### [提示文]
**********

2010年4月

4月30日

 

稽古終了後、前夜祭(開幕式)対応で外出禁止となる会場を脱出、宿舎でテレビ中継見物。谷村新司出演の豪華歌謡ショー風の前夜祭を見ながら、CG、口パク疑惑で物議を醸した北京五輪、張芸謀演出の「技巧」を再評価。深夜、地響きのような花火音を寝床で。

 

4月29日

 

昼間はプレショーに出演している若ものたちとランチ、夜はメインショー出演の昆劇院メンバーとの会食と、開幕を前にした優雅な休日メニューだったはずが、想定内外の諸問題を解決する過密雑務処理日に。なるほど、この手の仕事は演出業務の守備範囲が広い!

 

4月28日

 

舞台は想定されるアクシデントへの対応リハーサル。昆劇院メンバーはいかにもプロ集団らしく、さまざまなシチュエーションへの解決策を淡々とこなしていく。開幕まで三日。新たに舞台脇に設置する解説画面など、あたらしい課題を抱えながらラストスパート体勢へ。

 

4月27日

 

昨日の一組に引続き、出演する子どもたちのうち残り二組のリハーサル。南京リトル・レッドフラワーの指導者と啓子との二人三脚で、細部の手直しを含めて、手際よく進む。子どもたちひとりひとりの個性とバックグラウンドが見えてくるにしたがい、愛着も深まる。

**********

### [作業内容]
• 1. 次の(a)〜(c)がそれぞれ舞台稽古の日誌の内容と一致するかを「はい」か「いいえ」で判定し、判断の根拠となる日誌の語句をそのまま引用してください。(a) 4月28日の時点で、開幕までは三日であった。(b) 4月29日の夜は、プレショーに出演する若ものたちとランチをとる予定であった。(c) 4月30日の前夜祭は、会場で直接観覧した。
• 2. 舞台稽古の日誌を、最後の一文に続けて引き継ぎ、書き進めてください。

### [提供データ]
**********

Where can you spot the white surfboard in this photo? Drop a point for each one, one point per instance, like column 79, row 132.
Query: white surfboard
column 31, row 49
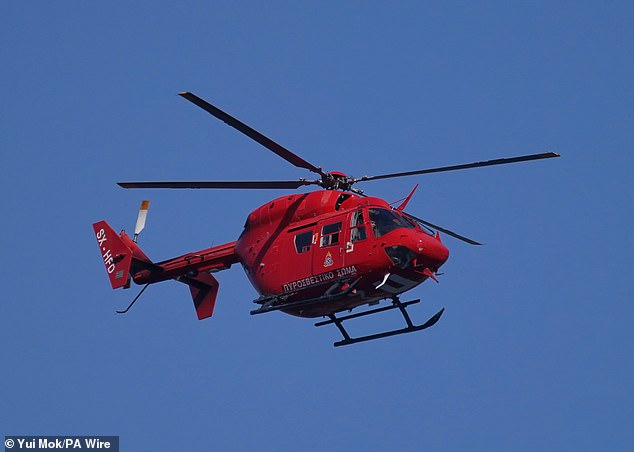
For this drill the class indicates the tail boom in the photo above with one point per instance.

**********

### [各作業への回答]
• 1.
(a) はい。「開幕まで三日。」
(b) いいえ。「昼間はプレショーに出演している若ものたちとランチ、夜はメインショー出演の昆劇院メンバーとの会食」
(c) いいえ。「前夜祭(開幕式)対応で外出禁止となる会場を脱出、宿舎でテレビ中継見物。」

• 2.
 

4月26日

 

上演シュミレーション14回。その他、午前中は啓子を中心に子どもたちのリハーサル。並行して細部の手直しいろいろ。万事タイムコード管理下に進行する運営のハードとプログラムの調整に手がかかる。何かとサポートしてくれる音響の島くんの存在がこころ強い。

 

4月25日

 

一説には全国各地からの招待者50万人参加という、本番通りの運営シュミレーション。日本館もフルオープンで対応。プレ、メインショーともに、一日36回の連続上演。出演者の士気高揚のために、ギネス申請でもという冗談も。毎回、観客の反応よく、それが支えか。

 

4月24日

 

昨夕から、啓子、上海入り。今回は子どもの歌部分の振付、および全体のステージングアドバイス兼小生の健康管理者としての参加。本企画への彼女の参画は、病床での譫妄状態からの収穫のひとつ。客席最後列スタッフ席で、一日24回連続上演に立ち会う。

 

4月23日

 

世博局(中国側運営組織)が実施している、実際に来場者を入れての運営シュミレーションに参加。プレ、メインショーともに11回ずつの連続上演をおこなう。オープンしている各国館が少ないせいか、日本館はオープン前に二千人の行列。今後の運営に課題多々。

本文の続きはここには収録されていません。